─── Texto selecionado ───

74. Vivida de modo humano e santificada pelo
sacramento, a união sexual é, por sua vez, caminho de crescimento na vida da
graça para os esposos. É o «mistério nupcial».[69] O valor da união dos corpos está
expresso nas palavras do consentimento, pelas quais se acolheram e doaram
reciprocamente para partilhar a vida toda. Estas palavras conferem um
significado à sexualidade, libertando-a de qualquer ambiguidade. Mas, na
realidade, toda a vida em comum dos esposos, toda a rede de relações que hão-de
tecer entre si, com os seus filhos e com o mundo, estará impregnada e
robustecida pela graça do sacramento que brota do mistério da Encarnação e da
Páscoa, onde Deus exprimiu todo o seu amor pela humanidade e Se uniu
intimamente com ela. Os esposos nunca estarão sós, com as suas próprias forças,
a enfrentar os desafios que surgem. São chamados a responder ao dom de Deus com
o seu esforço, a sua criatividade, a sua perseverança e a sua luta diária, mas
sempre poderão invocar o Espírito Santo que consagrou a sua união, para que a
graça recebida se manifeste sem cessar em cada nova situação.
75. No sacramento do matrimónio, segundo a tradição
latina da Igreja, os ministros são o homem e a mulher que se casam,[70] os quais, ao manifestar o seu
consentimento e expressá-lo na sua entrega corpórea, recebem um grande dom. O
seu consentimento e a união dos seus corpos são os instrumentos da acção divina
que os torna uma só carne. No baptismo, ficou consagrada a sua capacidade de se
unir em matrimónio como ministros do Senhor, para responder à vocação de Deus.

─── Dados fornecidos ───

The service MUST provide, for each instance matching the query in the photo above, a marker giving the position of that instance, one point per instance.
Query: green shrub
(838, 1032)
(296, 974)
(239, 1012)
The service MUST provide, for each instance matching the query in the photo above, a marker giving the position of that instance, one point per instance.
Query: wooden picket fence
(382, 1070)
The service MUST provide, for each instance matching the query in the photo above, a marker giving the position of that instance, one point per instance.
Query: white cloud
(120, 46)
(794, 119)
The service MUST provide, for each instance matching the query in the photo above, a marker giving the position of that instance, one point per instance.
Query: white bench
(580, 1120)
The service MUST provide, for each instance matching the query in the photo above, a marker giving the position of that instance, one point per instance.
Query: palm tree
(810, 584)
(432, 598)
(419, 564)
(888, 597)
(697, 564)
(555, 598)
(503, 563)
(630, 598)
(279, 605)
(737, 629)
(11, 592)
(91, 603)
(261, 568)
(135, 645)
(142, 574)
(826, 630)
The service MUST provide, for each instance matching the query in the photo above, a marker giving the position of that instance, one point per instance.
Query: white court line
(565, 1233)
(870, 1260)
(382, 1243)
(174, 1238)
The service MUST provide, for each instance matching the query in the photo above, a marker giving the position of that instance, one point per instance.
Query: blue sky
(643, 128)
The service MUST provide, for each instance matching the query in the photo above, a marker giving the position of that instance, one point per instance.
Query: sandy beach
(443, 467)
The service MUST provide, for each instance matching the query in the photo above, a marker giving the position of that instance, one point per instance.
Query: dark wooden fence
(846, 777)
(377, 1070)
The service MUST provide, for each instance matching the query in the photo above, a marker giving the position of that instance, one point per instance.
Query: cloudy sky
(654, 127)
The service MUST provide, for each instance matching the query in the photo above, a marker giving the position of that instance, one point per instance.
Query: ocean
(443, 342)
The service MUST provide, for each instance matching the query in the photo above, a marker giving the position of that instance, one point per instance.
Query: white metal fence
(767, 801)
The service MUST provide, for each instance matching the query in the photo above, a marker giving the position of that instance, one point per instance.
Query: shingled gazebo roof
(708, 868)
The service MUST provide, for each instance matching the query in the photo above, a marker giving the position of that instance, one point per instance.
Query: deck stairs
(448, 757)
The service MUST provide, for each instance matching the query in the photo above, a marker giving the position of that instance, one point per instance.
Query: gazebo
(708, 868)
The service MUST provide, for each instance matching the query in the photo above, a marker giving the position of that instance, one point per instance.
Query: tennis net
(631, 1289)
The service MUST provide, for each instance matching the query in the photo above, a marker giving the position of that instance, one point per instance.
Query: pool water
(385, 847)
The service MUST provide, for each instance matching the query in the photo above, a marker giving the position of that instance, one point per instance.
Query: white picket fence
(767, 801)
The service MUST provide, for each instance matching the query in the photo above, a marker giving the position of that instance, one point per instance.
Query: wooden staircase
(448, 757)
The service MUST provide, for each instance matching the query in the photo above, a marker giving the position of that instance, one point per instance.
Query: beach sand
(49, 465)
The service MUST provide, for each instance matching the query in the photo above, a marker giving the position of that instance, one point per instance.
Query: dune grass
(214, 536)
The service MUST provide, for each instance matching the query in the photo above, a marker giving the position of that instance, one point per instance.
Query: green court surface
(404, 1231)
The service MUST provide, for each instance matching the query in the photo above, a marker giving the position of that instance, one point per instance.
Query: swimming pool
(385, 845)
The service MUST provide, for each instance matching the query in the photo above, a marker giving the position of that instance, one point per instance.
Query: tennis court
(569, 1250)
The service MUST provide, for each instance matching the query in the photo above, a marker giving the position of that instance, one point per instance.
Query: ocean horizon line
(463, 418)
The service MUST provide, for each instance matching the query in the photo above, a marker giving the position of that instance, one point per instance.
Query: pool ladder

───

### Tarefa a realizar
Prossiga o texto sobre o sacramento do matrimónio a partir da última frase apresentada.

### Resposta redigida
Por isso, quando dois cônjuges não-cristãos recebem o baptismo, não é
necessário renovar a promessa nupcial sendo suficiente que não a rejeitem,
pois, pelo baptismo que recebem, essa união torna-se automaticamente
sacramental. O próprio direito canónico reconhece a validade de alguns
matrimónios que se celebram sem um ministro ordenado.[71] É que a ordem natural foi assumida
pela redenção de Jesus Cristo, pelo que, «entre baptizados, não pode haver
contrato matrimonial válido que não seja, pelo mesmo facto, sacramento».[72] A Igreja pode exigir que o acto
seja público, a presença de testemunhas e outras condições que foram variando
ao longo da história, mas isto não tira, aos dois esposos, o seu carácter de
ministros do sacramento, nem diminui a centralidade do consentimento do homem e
da mulher, que é aquilo que, de por si, estabelece o vínculo sacramental. Em
todo o caso, precisamos de reflectir mais sobre a acção divina no rito nupcial,
que aparece muito evidenciada nas Igrejas Orientais ao ressaltarem a
importância da bênção sobre os contraentes como sinal do dom do Espírito.
Sementes do Verbo e situações imperfeitas
76. «O Evangelho da família nutre também as
sementes ainda à espera de desenvolver-se e deve cuidar das árvores que
perderam vitalidade e necessitam que não as transcurem»,[73] de modo que, partindo do dom de
Cristo no sacramento, «sejam conduzidas pacientemente mais além, chegando a um
conhecimento mais rico e uma integração mais plena deste mistério na sua vida».[74]
77. Assumindo o ensinamento bíblico de que tudo foi
criado por Cristo e para Cristo (cf. Col 1, 16), os Padres
sinodais lembraram que «a ordem da redenção ilumina e realiza a da criação.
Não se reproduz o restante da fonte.